Detection annotation records:
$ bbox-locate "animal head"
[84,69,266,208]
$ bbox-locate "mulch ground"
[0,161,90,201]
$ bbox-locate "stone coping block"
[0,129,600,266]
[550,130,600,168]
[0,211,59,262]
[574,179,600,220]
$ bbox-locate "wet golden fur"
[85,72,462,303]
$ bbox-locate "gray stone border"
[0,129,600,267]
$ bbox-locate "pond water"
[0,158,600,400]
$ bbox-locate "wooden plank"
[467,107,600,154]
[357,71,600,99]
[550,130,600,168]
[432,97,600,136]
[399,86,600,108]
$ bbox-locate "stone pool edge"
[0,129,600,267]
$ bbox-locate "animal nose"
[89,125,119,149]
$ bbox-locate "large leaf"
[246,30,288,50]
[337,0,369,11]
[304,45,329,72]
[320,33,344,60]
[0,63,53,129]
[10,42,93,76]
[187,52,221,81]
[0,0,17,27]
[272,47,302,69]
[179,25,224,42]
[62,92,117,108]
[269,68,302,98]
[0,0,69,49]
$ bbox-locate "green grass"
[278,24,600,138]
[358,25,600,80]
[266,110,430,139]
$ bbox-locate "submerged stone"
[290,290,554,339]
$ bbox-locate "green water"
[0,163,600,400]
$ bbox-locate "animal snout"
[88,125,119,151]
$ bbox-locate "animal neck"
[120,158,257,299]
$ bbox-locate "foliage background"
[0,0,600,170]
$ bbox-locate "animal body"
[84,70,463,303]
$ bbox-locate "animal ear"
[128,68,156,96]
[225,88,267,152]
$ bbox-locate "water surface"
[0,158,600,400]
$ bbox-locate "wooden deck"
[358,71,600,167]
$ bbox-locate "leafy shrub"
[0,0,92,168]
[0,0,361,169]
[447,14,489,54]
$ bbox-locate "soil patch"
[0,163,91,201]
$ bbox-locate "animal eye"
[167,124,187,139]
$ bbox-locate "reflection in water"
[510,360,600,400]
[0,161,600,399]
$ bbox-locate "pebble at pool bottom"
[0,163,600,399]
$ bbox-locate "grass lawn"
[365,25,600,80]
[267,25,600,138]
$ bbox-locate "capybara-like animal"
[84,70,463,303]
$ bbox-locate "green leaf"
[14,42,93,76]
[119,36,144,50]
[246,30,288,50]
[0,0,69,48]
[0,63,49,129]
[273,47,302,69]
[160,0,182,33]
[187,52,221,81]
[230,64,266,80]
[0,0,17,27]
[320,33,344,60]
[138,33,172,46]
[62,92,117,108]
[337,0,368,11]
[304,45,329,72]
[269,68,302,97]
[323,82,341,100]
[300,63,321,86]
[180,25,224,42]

STATED PROBLEM: Please quote all the lines of the records above word for word, with nothing altered.

COMPLETED EXERCISE:
$ bbox-locate "animal head"
[84,69,266,208]
$ bbox-locate "mulch ground"
[0,161,90,201]
$ bbox-locate "stone coping block"
[0,129,600,266]
[550,130,600,168]
[0,211,59,262]
[574,179,600,220]
$ bbox-locate "wet golden fur"
[85,72,462,303]
$ bbox-locate "gray stone border"
[0,129,600,267]
$ bbox-locate "pond water"
[0,158,600,400]
$ bbox-locate "wooden plank"
[467,107,600,154]
[357,71,600,99]
[550,130,600,168]
[432,97,600,136]
[399,86,600,108]
$ bbox-locate "stone pool edge"
[0,129,600,267]
$ bbox-locate "animal nose"
[89,125,119,149]
$ bbox-locate "large leaf"
[246,30,288,50]
[337,0,369,11]
[304,45,329,72]
[320,33,344,60]
[0,63,53,129]
[10,42,93,76]
[187,52,221,81]
[0,0,17,27]
[272,47,302,69]
[179,25,224,42]
[62,92,117,108]
[269,68,302,98]
[0,0,69,49]
$ bbox-locate "green grass"
[278,24,600,138]
[358,25,600,80]
[266,110,430,139]
$ bbox-locate "submerged stone"
[290,290,554,339]
$ bbox-locate "green water"
[0,163,600,400]
$ bbox-locate "animal snout"
[88,125,119,151]
$ bbox-locate "animal neck"
[120,158,257,299]
$ bbox-locate "foliage background"
[0,0,600,170]
$ bbox-locate "animal body"
[84,70,463,303]
$ bbox-locate "animal ear"
[128,68,156,96]
[225,88,267,152]
$ bbox-locate "water surface"
[0,158,600,400]
$ bbox-locate "wooden deck"
[358,71,600,167]
$ bbox-locate "leafy shrub"
[0,0,92,168]
[0,0,361,169]
[447,14,489,54]
$ bbox-locate "soil patch"
[0,163,91,201]
$ bbox-locate "animal eye"
[167,124,187,139]
$ bbox-locate "reflection in water"
[510,360,600,400]
[0,161,600,399]
$ bbox-locate "pebble at pool bottom"
[0,163,600,399]
$ bbox-locate "grass lawn"
[365,25,600,80]
[267,25,600,138]
$ bbox-locate "capybara-like animal"
[84,70,463,303]
$ bbox-locate "green leaf"
[14,42,93,76]
[119,36,144,50]
[246,30,288,50]
[0,0,69,48]
[0,63,49,129]
[273,47,302,69]
[160,0,182,33]
[187,52,221,81]
[230,64,266,80]
[0,0,17,27]
[320,33,344,60]
[138,33,172,46]
[62,92,117,108]
[337,0,368,11]
[304,45,329,72]
[269,68,302,97]
[323,82,341,100]
[300,63,321,86]
[180,25,224,42]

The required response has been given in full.